## ВАШИ ЗАДАНИЯ
• A. О каком деле идет речь в повести «Суд идет», согласно речи на суде о Синявском и Даниэле?
• B. Продолжите речь на суде о Синявском и Даниэле, начиная сразу после ее последнего предложения.

Но появились новые штрихи. Новые штрихи – это политическое подполье переходит в подполье выродков, людоедов, живущих самыми темными инстинктами: ненависть к матери, ненависть к собственному народу, фашизм, антисемитизм. Трудно объявить Даниэля антисемитом. Так вот: фашист Даниэль под руку с антисемитом Синявским. Синявский топчет все самое святое, вплоть до матери. Поэтому рассеять эту атмосферу крайне трудно, здесь не помогут ни развернутые аргументы, ни концепции творчества. Уже на следствии я понял, что не это интересует обвинение: интересуют отдельные цитаты, которые все повторяются и повторяются. Я не берусь ни объяснять замыслы, ни читать лекции про создавшуюся обстановку, ни доказывать – это бесполезно. Я хочу только напомнить некоторые аргументы, элементарные по отношению к литературе. С этого начинают изучать литературу: слово – это не дело, а слово; художественный образ условен, автор не идентичен герою. Это азы, и мы пытались говорить об этом. Но обвинение упорно отбрасывает это как выдумку, как способ укрыться, как способ обмануть. И вот получается: повесть «Говорит Москва», если ее внимательно прочесть, да что там прочесть – хоть пробежать, – кричит одно слово: «Не убей!», «Я не могу и не хочу убивать: человек во всех обстоятельствах должен оставаться человеком!» Но никто не слышит этого: «Ага, ты хотел убить, ты убийца, ты фашист!» Здесь происходит чудовищный подмен. Герой повести «Суд идет» Глобов, человек, может быть, неплохой, в соответствии с некоторыми установками времени высказывает антисемитские настроения, произносит какие-то антисемитские слова: «Рабинович, увертливый, как все евреи…» Ясно, что повесть против антисемитизма, в ней речь идет о деле врачей – но нет, это автор – антисемит, а ну-ка его к фашистам поближе!
Тут логика кончается. Автор уже оказывается садистом. Понятие антисемитизм обычно связывается с великодержавным шовинизмом. Но тут какой-то особенно изощренный автор: он и русский народ ненавидит, и евреев. Все ненавидит: и матерей, и человечество. Возникает вопрос: откуда такое чудовище, из какого болота, из какого подполья. По-видимому, обычно советский суд (я знаю об этом из книг) при решении вопроса интересуется происхождением преступления, его причиной. Сейчас обвинение этим не интересуется. Вот откуда-то, должно быть из Америки, нас с Даниэлем сбросили с парашютом, и мы начали все разить – такие негодяи! Меня тут с Грацианским [78] сравнивали – так у него темное происхождение, потом он, кажется, шпион. Вполне понятный путь. Ну, а неужели у обвинения о нас не возник вопрос – откуда? Откуда в нашей стране фашист? Ведь если разобраться, то это проблема куда более страшная, чем две книжки, даже очень антисоветского содержания. Эти вопросы обвинением даже не поставлены. Так просто – ходят благополучные снаружи люди, а внутри они фашисты, готовые поднять мятеж и сбросить бомбу. Или эти слова были брошены в лицо просто ради оскорбления?

## ЗАПИСИ

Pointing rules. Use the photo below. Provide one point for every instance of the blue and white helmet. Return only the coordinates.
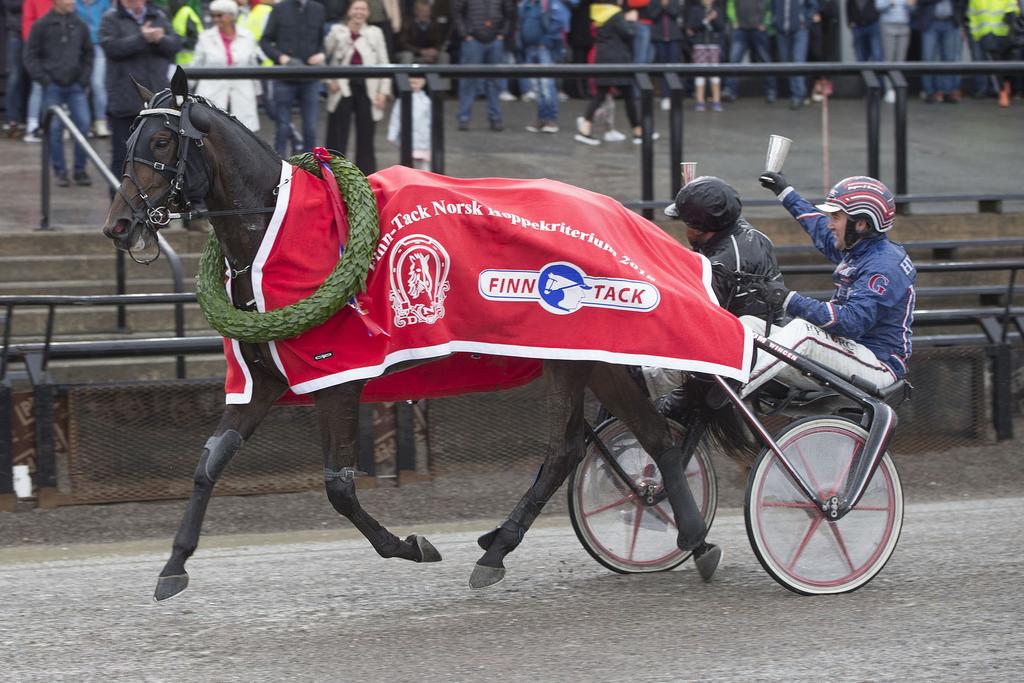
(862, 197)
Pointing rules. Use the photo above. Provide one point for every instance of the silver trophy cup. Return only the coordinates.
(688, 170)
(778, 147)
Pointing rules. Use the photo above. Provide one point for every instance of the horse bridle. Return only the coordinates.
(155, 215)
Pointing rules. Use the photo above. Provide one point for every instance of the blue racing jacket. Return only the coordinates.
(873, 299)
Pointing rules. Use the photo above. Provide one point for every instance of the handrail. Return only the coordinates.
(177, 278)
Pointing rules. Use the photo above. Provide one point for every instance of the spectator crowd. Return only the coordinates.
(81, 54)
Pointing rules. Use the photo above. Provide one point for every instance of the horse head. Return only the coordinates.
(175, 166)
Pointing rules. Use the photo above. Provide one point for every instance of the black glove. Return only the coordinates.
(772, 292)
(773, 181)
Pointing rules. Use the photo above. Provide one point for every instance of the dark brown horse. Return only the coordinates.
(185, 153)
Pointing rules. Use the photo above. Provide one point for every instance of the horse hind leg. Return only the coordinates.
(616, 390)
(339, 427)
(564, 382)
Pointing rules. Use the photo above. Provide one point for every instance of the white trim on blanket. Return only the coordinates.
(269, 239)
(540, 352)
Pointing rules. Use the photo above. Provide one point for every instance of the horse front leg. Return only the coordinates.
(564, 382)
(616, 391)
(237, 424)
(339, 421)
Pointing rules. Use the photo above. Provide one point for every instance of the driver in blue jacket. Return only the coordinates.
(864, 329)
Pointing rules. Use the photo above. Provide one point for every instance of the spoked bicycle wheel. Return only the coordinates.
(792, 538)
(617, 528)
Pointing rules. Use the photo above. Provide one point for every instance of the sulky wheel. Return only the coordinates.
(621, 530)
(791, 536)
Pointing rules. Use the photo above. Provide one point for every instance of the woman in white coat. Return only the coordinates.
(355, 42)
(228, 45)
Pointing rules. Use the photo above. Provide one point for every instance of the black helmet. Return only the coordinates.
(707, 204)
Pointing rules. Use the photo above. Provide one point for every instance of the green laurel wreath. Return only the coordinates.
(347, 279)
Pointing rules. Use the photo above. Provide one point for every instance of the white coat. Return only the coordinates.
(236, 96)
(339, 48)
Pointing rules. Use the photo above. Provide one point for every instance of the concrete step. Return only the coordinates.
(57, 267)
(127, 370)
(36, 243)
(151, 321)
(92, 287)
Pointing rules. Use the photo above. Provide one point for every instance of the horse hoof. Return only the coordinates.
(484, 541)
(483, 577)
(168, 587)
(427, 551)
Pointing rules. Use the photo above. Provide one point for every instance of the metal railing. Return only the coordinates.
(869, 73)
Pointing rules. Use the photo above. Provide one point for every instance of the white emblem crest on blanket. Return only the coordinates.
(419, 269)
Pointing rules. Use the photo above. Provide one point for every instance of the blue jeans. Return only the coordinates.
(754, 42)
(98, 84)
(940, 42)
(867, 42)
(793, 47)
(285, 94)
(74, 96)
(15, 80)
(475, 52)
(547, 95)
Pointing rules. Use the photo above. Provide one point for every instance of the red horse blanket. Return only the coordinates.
==
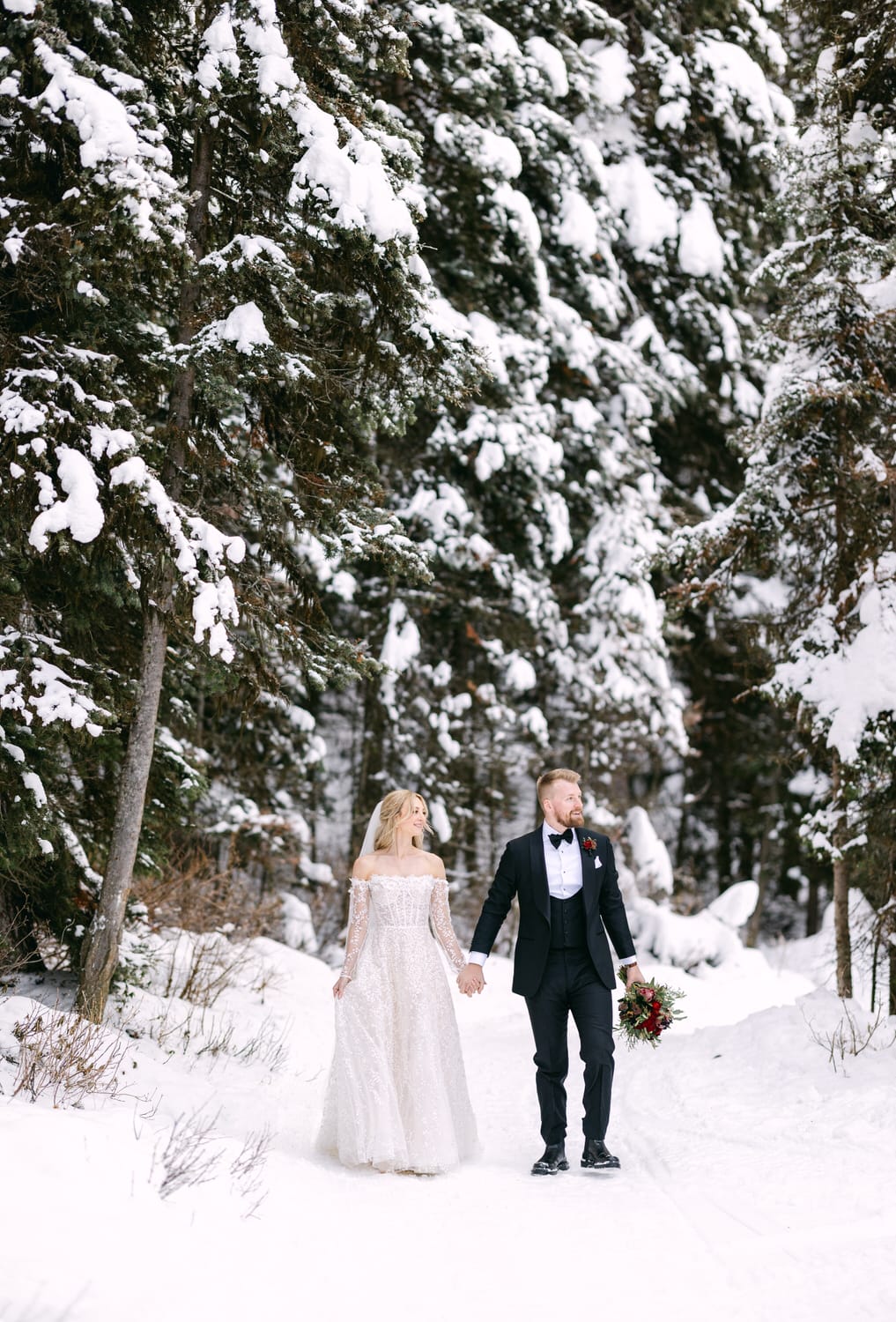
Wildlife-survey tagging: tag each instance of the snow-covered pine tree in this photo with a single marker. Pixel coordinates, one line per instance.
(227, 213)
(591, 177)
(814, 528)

## РЕШЁННЫЕ ЗАДАНИЯ
• A. О деле врачей.

• B.
Я как будто на суде растолковывал (с цитатами), что Карлинский – самый отрицательный персонаж, что никаких сомнений не возникает насчет отношения к нему автора. Нет, снова прокурор читает кощунственные слова про рыбок, которых извлекают из материнского чрева, – эти страшные, циничные слова – и патетически восклицает: «Ну разве тут не сквозит антисоветчина? Разве это не отвратительно?» Да, отвратительно, да, сквозит. То же и слова: «Социализм – это свободное рабство». Но это и герой – антисоветский, разоблаченный герой. И никакого сомнения в этом нет. Но или меня не слушали, или это неважно было. Скорее – неважно было.
Государственного обвинителя я даже понимаю. У него более широкие задачи, он не обязан всякие там литературные особенности учитывать: автор, герой, то да се… Но когда с такими заявлениями выступают два члена Союза писателей, из которых один – профессиональный литератор, а другой – дипломированный критик, и они прямо рассматривает слова отрицательных персонажей как авторские мысли, – тут уже теряешься. Например, высказывания о классиках в «Графоманах»: нельзя же оттого, что повесть от первого лица, от лица графомана-неудачника, в котором, может быть, и есть некоторые автобиографические черты, заключать, что автор ненавидит классиков. Так может считать малограмотный человек, который только читать научился. Тогда, конечно, Достоевский – человек из подполья, Клим Самгин – это Горький, а Иудушка – Салтыков-Щедрин. Тогда все наоборот будет.